[Saved data entries]
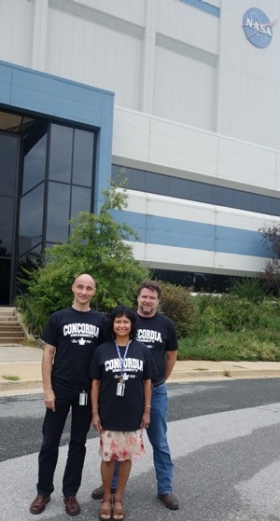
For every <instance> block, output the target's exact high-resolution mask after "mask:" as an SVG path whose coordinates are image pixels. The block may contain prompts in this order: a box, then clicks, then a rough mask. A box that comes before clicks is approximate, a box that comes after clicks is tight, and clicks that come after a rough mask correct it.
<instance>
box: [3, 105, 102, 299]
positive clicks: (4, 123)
mask: <svg viewBox="0 0 280 521" xmlns="http://www.w3.org/2000/svg"><path fill="white" fill-rule="evenodd" d="M0 158H1V162H0V306H4V305H12V304H13V301H14V298H15V296H16V295H17V294H18V293H19V291H20V286H21V285H20V281H19V278H20V277H19V276H20V275H21V274H22V268H23V267H25V268H28V269H30V268H34V267H35V265H37V264H38V263H41V259H42V254H43V252H44V249H45V248H46V247H47V246H52V244H55V243H56V242H64V241H65V240H66V239H67V237H68V235H69V233H70V225H69V220H70V219H71V218H72V217H75V216H76V215H77V213H78V212H79V211H89V212H91V211H93V200H94V193H93V187H94V165H95V134H94V132H93V131H92V130H87V129H85V128H76V127H75V128H74V127H72V126H66V125H65V124H63V125H60V124H59V123H57V122H53V121H50V120H47V119H42V118H39V117H38V118H34V117H29V115H28V114H12V113H7V112H0Z"/></svg>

# What is needed
Of the lines above, copy each one that contains the word "instance".

# Expected output
For every <instance> block, output the target's exact high-resolution mask after "mask:" as an SVG path whose coordinates are image pixels. The block may contain prompts in this order: a box, then clicks, then a rough mask. A box that comes before clicks is approximate, a box that comes after clicks is tight, and clicks that come after a rough mask correct it.
<instance>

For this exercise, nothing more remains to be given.